» ACTIVITY
Take the entries below and print, exactly, the stretch from the line containing "pink top of" through the line containing "yellow jacket, purple", both included.

■ ■ ■ ■ ■ ■ ■

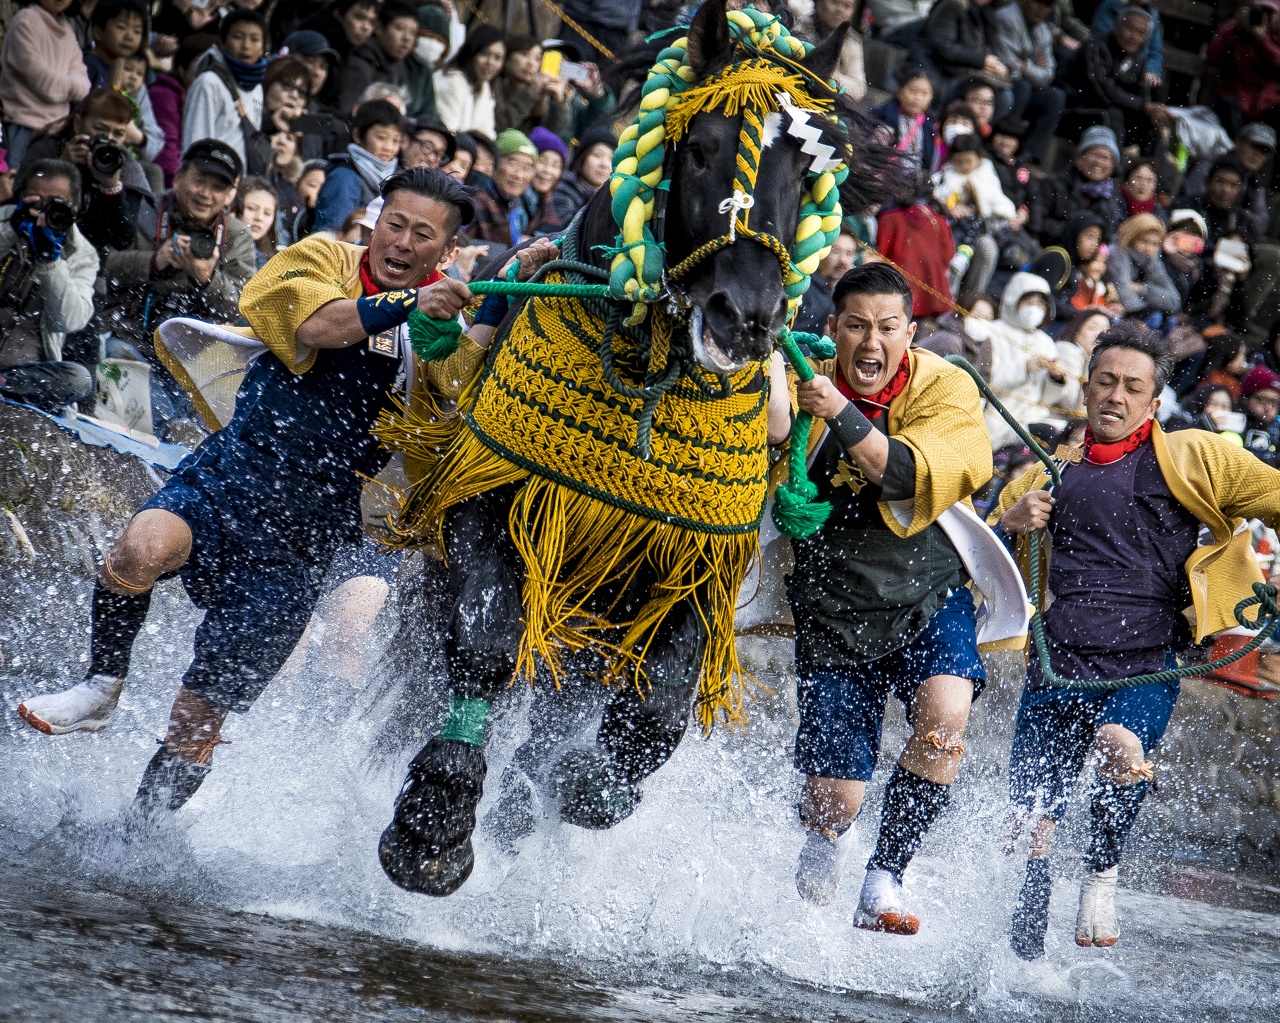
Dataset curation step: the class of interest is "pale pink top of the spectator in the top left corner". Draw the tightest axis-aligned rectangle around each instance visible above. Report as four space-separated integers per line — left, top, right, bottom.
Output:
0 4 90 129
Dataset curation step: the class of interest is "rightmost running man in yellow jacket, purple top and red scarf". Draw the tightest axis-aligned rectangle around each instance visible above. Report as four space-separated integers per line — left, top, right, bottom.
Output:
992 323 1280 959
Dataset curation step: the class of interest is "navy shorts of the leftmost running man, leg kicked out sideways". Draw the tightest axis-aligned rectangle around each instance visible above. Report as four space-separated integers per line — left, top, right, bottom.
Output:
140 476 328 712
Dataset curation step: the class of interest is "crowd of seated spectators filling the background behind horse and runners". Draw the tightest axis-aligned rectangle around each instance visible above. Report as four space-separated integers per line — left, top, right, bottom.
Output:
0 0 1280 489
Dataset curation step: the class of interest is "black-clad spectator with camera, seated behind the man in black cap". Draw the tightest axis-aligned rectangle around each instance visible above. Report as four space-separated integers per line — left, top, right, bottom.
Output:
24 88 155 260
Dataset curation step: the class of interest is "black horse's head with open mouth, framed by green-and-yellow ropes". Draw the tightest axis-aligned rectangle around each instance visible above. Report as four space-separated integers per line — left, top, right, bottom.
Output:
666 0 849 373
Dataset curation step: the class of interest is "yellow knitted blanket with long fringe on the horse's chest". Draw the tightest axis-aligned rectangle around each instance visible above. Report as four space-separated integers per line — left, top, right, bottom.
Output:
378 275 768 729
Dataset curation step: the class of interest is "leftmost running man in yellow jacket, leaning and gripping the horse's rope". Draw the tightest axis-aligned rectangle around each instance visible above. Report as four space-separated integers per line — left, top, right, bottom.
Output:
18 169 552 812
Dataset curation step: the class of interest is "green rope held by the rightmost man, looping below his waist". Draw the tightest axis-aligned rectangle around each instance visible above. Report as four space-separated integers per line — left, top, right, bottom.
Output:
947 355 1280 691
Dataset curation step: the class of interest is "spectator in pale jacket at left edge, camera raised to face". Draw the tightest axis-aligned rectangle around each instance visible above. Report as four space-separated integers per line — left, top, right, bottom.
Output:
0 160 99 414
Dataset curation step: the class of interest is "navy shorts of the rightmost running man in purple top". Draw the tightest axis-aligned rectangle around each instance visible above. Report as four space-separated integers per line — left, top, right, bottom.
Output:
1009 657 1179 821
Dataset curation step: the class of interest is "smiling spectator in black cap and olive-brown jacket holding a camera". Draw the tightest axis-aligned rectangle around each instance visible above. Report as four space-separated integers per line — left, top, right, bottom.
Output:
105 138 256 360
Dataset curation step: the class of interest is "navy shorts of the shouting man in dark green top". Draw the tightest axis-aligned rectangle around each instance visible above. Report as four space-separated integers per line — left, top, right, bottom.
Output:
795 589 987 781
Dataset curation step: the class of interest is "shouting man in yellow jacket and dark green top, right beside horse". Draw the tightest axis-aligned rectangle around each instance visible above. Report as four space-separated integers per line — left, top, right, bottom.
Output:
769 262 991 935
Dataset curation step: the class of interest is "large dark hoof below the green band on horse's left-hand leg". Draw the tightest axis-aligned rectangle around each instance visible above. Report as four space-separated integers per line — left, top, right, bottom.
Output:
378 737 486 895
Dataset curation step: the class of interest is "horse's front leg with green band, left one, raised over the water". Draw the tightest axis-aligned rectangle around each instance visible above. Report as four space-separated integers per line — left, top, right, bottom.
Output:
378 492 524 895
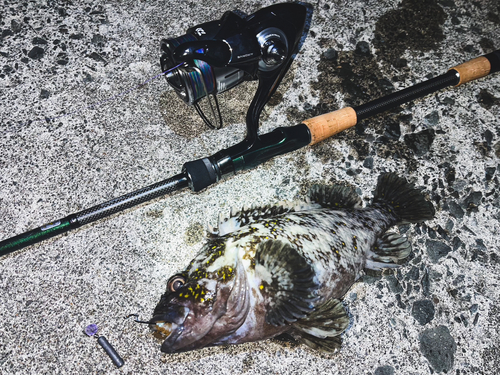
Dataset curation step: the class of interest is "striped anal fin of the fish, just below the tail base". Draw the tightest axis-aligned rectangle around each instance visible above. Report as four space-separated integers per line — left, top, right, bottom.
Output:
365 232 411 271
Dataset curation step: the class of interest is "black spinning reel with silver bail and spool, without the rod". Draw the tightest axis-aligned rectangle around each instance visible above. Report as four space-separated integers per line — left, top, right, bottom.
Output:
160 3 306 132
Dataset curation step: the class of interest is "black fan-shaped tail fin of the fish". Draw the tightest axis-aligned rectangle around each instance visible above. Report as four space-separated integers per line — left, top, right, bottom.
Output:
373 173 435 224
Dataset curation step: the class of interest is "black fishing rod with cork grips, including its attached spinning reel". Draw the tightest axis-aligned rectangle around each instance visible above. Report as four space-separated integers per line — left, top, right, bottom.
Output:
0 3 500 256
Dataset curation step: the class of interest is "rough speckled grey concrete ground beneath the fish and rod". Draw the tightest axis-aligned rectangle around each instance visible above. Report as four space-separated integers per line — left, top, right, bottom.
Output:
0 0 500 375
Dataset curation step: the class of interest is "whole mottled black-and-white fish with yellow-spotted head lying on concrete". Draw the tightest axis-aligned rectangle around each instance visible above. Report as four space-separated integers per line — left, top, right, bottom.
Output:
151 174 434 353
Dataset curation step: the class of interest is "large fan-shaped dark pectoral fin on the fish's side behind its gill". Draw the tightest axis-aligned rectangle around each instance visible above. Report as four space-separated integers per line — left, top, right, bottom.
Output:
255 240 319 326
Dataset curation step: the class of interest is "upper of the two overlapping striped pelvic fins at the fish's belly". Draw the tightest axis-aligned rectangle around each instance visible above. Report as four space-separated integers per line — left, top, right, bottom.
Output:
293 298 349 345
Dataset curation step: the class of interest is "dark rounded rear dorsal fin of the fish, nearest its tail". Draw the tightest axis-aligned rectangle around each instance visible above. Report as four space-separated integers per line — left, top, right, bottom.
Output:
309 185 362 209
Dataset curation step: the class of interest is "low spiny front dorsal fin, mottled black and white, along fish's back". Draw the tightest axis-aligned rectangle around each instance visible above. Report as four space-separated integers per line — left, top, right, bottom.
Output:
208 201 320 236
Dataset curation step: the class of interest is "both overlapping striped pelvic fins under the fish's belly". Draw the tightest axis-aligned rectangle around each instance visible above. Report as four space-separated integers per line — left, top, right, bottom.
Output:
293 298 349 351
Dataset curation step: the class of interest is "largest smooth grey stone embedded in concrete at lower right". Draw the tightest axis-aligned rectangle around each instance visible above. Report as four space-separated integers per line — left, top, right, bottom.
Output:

■ ■ ■ ■ ■ ■ ■

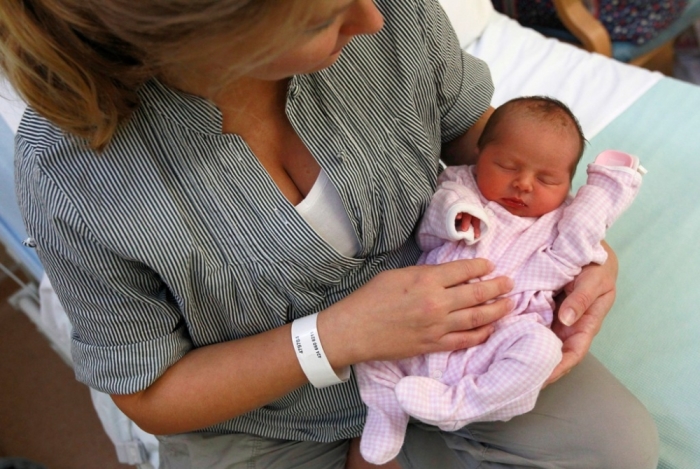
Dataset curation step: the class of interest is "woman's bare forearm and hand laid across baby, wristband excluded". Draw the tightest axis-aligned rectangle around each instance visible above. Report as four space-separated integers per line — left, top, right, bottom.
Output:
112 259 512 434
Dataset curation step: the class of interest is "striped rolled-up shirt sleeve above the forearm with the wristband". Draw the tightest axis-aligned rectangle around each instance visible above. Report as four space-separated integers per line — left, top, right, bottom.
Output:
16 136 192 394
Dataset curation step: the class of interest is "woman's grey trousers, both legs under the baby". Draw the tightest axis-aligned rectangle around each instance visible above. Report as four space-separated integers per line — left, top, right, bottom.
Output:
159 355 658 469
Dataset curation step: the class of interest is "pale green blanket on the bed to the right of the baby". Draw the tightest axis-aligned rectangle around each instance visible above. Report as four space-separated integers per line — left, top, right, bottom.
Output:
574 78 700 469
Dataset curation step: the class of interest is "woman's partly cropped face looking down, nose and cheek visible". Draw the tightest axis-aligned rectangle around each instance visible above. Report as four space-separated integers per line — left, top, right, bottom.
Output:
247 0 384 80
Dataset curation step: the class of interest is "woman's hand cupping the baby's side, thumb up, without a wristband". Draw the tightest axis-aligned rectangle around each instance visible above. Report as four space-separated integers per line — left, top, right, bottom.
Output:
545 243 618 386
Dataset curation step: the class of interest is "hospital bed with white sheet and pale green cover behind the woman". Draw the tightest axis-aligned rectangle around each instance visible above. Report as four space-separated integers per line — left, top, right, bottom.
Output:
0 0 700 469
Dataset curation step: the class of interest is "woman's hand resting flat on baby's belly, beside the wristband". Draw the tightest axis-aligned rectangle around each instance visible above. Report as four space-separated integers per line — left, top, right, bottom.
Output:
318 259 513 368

■ ■ ■ ■ ■ ■ ■

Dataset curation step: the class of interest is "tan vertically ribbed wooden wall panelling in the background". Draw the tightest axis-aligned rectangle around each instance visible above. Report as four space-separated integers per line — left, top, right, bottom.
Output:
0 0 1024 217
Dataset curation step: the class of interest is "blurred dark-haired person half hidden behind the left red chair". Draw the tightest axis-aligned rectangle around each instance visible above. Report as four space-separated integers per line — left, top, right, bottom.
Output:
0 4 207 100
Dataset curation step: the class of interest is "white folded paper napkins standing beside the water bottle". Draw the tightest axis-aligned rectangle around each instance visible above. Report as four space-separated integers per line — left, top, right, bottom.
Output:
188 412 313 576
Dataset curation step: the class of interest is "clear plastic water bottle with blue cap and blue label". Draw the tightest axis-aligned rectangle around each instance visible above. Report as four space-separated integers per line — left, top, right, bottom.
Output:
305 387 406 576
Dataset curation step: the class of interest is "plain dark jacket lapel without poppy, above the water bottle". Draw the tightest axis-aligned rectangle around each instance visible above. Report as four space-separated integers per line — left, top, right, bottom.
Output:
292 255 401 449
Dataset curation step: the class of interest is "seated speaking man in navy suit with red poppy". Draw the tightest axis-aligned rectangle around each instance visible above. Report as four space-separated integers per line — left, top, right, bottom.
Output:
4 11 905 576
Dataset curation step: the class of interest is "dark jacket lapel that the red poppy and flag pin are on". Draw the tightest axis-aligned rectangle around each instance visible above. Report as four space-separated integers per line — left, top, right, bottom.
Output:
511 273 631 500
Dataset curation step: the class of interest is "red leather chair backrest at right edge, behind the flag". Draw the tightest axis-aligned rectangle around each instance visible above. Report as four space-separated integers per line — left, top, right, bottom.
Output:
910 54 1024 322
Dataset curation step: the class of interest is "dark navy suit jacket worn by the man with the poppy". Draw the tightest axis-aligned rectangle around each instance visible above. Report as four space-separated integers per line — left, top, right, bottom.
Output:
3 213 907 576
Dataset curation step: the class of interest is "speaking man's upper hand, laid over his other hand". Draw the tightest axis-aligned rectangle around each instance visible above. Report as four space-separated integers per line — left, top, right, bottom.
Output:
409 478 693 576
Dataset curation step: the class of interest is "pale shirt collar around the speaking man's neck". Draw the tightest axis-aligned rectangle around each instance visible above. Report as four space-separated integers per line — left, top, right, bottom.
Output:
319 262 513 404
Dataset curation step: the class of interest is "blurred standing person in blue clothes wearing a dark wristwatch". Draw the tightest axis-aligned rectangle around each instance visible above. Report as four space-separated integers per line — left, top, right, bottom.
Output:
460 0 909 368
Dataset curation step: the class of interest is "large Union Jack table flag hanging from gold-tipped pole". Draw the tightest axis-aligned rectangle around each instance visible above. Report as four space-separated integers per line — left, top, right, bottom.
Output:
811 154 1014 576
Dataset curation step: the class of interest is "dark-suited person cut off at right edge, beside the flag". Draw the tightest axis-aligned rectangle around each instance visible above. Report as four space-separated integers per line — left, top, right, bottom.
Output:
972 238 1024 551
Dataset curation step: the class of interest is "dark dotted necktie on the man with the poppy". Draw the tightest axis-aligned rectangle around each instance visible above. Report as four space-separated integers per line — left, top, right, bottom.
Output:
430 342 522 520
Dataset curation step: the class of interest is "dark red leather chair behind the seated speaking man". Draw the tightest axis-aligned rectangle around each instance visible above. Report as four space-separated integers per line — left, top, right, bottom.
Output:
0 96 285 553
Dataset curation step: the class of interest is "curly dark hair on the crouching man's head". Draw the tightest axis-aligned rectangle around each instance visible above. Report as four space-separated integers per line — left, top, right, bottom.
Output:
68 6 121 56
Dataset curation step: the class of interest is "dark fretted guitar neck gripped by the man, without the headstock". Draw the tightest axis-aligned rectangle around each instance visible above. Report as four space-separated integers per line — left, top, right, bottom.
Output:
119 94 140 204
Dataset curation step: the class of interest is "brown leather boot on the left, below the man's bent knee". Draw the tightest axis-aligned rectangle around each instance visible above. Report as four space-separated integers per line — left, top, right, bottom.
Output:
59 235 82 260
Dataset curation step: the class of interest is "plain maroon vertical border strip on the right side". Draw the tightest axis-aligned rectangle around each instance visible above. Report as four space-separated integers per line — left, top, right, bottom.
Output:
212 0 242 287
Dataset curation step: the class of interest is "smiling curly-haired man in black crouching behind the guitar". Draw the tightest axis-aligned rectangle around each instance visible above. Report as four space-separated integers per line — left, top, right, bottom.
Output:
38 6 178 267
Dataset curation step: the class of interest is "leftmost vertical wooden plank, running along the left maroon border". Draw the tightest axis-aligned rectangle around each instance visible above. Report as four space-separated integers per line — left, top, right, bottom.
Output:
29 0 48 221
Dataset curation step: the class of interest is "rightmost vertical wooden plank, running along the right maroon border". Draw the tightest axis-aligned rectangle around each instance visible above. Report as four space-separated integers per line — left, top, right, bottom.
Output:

■ ■ ■ ■ ■ ■ ■

» RESPONSE TO THE TASK
Dataset curation step: the class of interest is "pale pink top of the spectator in the top left corner". Draw the tightest axis-aligned rectangle around each instance visible above. Report as four space-separated integers per line — left, top, right, bottom.
Output:
0 4 90 129
Dataset curation step: the class of interest is "rightmost running man in yellow jacket, purple top and red scarf". Draw the tightest axis-aligned rectangle around each instance visible above. Report as four space-separated integers per line — left, top, right, bottom.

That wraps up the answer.